* **SELECTED EXCERPT**:
This
month the BIS released an
update to its January 2014 publication “Guidelines: Sound
management of risks related to money laundering and financing of
terrorism.“
The updates focus on the need for increased
communication/interaction and co-operation between a
nation’s
financial institution supervisory agency (prudential supervision) and
other domestic
national
agencies charged with anti-money laundering and countering the
financing of terrorism.
As well the BIS advocates similar
cross-border
interaction and cooperation.
It’s important to note once again
that the BIS does not have the authority to force countries to accept
its guidelines. It does not legislate, it recommends.
Individual
countries may accept or reject BIS guidance in full or in part. And
are free to set the details of how a principle they accept will be
applied.
That being said, it is rare that countries reject BIS
suggestions in toto.
What are the changes?
The addition of
paragraph 96 to the main body of the guidelines and a new Annex 5
outlining best practices.
Paragraph 96 sums up the BIS’s
intent.

* **GIVEN RECORDS**:
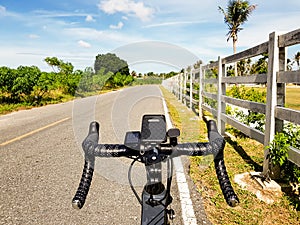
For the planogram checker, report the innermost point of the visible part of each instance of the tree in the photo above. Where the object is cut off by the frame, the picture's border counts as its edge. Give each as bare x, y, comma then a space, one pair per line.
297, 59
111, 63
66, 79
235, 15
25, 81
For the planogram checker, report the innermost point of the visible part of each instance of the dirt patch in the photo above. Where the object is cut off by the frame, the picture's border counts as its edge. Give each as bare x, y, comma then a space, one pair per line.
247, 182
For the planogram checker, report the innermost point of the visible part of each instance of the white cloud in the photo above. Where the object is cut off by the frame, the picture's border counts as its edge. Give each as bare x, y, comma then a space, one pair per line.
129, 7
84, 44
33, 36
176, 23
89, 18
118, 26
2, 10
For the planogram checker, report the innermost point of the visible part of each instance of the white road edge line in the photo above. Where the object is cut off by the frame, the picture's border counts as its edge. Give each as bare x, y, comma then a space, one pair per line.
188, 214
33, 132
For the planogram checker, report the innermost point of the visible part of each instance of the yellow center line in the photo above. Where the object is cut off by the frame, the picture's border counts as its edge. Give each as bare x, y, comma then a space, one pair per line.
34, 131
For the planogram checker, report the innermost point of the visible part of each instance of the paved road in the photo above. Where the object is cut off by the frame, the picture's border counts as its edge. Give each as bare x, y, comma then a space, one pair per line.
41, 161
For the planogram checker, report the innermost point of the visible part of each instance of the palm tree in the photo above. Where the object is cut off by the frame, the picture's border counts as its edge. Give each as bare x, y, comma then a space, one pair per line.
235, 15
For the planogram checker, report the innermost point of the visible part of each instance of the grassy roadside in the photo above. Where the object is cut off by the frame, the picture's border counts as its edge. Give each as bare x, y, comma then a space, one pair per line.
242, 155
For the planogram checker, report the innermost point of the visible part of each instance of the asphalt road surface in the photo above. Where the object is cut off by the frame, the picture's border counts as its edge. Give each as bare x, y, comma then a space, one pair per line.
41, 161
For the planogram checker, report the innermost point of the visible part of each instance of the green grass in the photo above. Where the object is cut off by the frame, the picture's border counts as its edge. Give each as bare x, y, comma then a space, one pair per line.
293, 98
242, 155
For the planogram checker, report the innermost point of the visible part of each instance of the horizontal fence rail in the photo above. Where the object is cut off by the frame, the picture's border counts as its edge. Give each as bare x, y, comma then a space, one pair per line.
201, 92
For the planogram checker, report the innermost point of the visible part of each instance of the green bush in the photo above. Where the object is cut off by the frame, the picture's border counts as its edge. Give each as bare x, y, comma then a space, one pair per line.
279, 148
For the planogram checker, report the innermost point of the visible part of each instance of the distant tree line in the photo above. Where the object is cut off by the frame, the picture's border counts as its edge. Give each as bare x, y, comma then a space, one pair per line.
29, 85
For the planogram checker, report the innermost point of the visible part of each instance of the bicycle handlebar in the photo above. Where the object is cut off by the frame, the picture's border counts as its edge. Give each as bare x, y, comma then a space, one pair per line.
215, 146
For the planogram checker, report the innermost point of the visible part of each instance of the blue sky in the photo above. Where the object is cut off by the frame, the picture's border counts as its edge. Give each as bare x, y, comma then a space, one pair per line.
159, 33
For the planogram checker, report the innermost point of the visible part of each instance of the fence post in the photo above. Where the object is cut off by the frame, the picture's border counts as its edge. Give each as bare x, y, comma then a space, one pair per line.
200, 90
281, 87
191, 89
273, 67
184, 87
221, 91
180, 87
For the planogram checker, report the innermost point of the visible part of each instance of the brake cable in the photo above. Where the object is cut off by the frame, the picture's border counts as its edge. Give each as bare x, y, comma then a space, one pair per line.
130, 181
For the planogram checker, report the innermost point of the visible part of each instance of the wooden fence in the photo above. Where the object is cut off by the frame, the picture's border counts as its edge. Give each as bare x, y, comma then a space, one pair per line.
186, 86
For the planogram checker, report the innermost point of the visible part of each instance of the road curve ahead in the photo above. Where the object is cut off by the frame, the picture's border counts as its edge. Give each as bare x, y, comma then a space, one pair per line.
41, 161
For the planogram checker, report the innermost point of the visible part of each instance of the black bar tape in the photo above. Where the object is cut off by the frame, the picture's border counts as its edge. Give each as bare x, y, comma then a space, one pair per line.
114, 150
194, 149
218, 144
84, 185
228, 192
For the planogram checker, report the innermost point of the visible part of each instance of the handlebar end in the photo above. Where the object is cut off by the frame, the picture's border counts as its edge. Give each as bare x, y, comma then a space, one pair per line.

* **STATED TASK 1**: Reproduce the passage about the BIS money-laundering guidelines update word for word, between "As well the" and "legislate, it recommends.", inclusive.
* **STATED TASK 2**: Pick up the article on the BIS anti-money laundering guidelines update from its final sentence and carry it forward.

* **REPLY 1**:
As well the BIS advocates similar
cross-border
interaction and cooperation.
It’s important to note once again
that the BIS does not have the authority to force countries to accept
its guidelines. It does not legislate, it recommends.

* **REPLY 2**:
“Prudential and AML/CFT supervisors should establish an effective cooperation mechanism regardless of the institutional setting, as set out in Annex 5, to ensure that ML/FT risks are adequately supervised in the domestic and cross-jurisdictional context for the benefit of the two functions.“
Annex 5 contains
what I’d consider some rather self-evident points. But many
regulations do state what is obvious. And that’s done for good
reasons.
License Authorization
- Prudential Supervisors should consult with AML/CFT supervisors to identify any AML/CFT risks posed by the bank’s proposed business model for a new bank or such risks for an existing foreign bank seeking a license in its jurisdiction.
- They should also consider the bank’s AML/CFT policies and procedures, risk management structure and risk mitigation systems.
Assessment of Major Shareholders, Acquisitions,
and Major Holdings
- Similar to the above with a focus on how these affect the proposed licensee’s AML/CFT risk as well as cases when new shareholders are proposed.
- Part of this assessment is a review of the history of the proposed major shareholders, acquisitions, and major holdings for evidence of AML/CFT risks, vulnerabilities or transgressions.
- This assessment requires cross border interchange and co-operation to obtain information from other national regulatory agencies.
International Co-Operation
- This can be established via bi-lateral agreements (MoUs) for exchange or “prudential colleges” where a group of supervisory or regulatory agencies agree to exchange information. Link to information on EU “prudential college”.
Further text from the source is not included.